> Supplied passage:
• • •
# Sunday April 6th



## AngerManagment (Jul 10, 2009)

Got out with Mike Knippenberg and his brother. Have to say, we had a blast out there, well atleast once the skim ice burned off. Handled over 12 fish and some absolute giants. It was just one of those days that they just kept getting bigger and bigger. These two were well over 12 lbs and we got bunch of solid 10's

For some reason, I cant upload the other pictures. Keeps saying failed but we got some pretty good ones. 

DDHJ at 100 back was best. Speed was .8 to 1.0 Fished are pretty much stacked everywhere. 

Good seeing ya Nicholas and Gary out there. Sure felt good to be back on the water. Let the games begin. LOL


----------



## Ruger223 (Mar 3, 2014)

Thanks for sharing the fish porn, nice to see the soft water in the background. Still looking at ice in Northern Mi.!


----------



## 2CatchEyes (Apr 11, 2008)

Those are some real pig's. Congrats guy's.


----------



## sylvan 17 (May 22, 2010)

Here is one of them you sent me. Nice! Glad u guys spanked them,


Posted using Outdoor Hub Campfire


----------



## WALLEYE WALLHANGIN' (May 10, 2008)

Wow! Zander's!!


----------



## 2382581usmc (Sep 27, 2012)

wow way to go really like listening to you at Monroe boat show. Really nice fish:T


----------



## Workdog (Jan 10, 2007)

Nice work there Ryan and Mike!


----------



## perfcetion (May 3, 2006)

WOW them are giants..


----------



## rangerpig250 (Apr 10, 2011)
• • •
> Entries shown:
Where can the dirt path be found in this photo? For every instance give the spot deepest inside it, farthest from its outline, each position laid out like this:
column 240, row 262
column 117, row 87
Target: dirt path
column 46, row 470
• • •
> Complete the following:
#1 In the fishing thread, update the stretch that starts at the words "## AngerManagment (Jul" and ends after "much stacked everywhere.", putting "shore ice" in place of "skim ice".
#2 Please carry the fishing thread forward from the point where it stops.

> Set of answers:
#1
## AngerManagment (Jul 10, 2009)

Got out with Mike Knippenberg and his brother. Have to say, we had a blast out there, well atleast once the shore ice burned off. Handled over 12 fish and some absolute giants. It was just one of those days that they just kept getting bigger and bigger. These two were well over 12 lbs and we got bunch of solid 10's

For some reason, I cant upload the other pictures. Keeps saying failed but we got some pretty good ones. 

DDHJ at 100 back was best. Speed was .8 to 1.0 Fished are pretty much stacked everywhere.

#2
Yeah , got to watch the show you put on! Couldn't find the 12's, but plenty of nice fish! Great job


----------



## Jim Stedke (Dec 5, 2005)

When they are in someone else's net they look at least 2 pounds heavier then they really are. At least for me that's true.


----------



## rangerpig250 (Apr 10, 2011)

Jim Stedke said:


> When they are in someone else's net they look at least 2 pounds heavier then they really are. At least for me that's true.


Lol! No, they looked that big


----------



## AngerManagment (Jul 10, 2009)

rangerpig250 said:


> Yeah , got to watch the show you put on! Couldn't find the 12's, but plenty of nice fish! Great job


hahaha. was that you in the ranger then with tinted windows..... Looked really sweet man. that was some funny stuff. 

Nice job


----------



## CarpetBagger (Sep 21, 2009)

let the shaking and twitching start...

Very nice fish


----------



## rangerpig250 (Apr 10, 2011)

AngerManagment said:


> hahaha. was that you in the ranger then with tinted windows..... Looked really sweet man. that was some funny stuff.
> 
> Nice job


Yeah, that was me ! Sorry about that pass where I got a little too close, head up ars!!! What a blast out there! Great talking to you out there


----------



## AngerManagment (Jul 10, 2009)

rangerpig250 said:


> Yeah, that was me ! Sorry about that pass where I got a little too close, head up ars!!! What a blast out there! Great talking to you out there


LOL its no big deal man. happens all the time. We didnt care, what makes it interesting. 

It was funny though when Mike said you couldnt see through those tinted windows though.


----------



## perfcetion (May 3, 2006)

What channel does everyone monitor when out there?? I turned my little portable radio on scan and not sure I heard anyone talking..


----------



## pelagic (Jul 12, 2012)

You guys sure put on a show out there. WTG!


----------



## eyedreamn (Jun 12, 2011)

OH.....SNAP!

Chuck you must be on the friends and family plan. I didn't get any nice photos like that...

Sent from my SCH-I545 using Ohub Campfire mobile app


----------



## sylvan 17 (May 22, 2010)

eyedreamn said:


> OH.....SNAP!
> 
> Chuck you must be on the friends and family plan. I didn't get any nice photos like that...
> 
> Sent from my SCH-I545 using Ohub Campfire mobile app


I told him I needed some fish porn...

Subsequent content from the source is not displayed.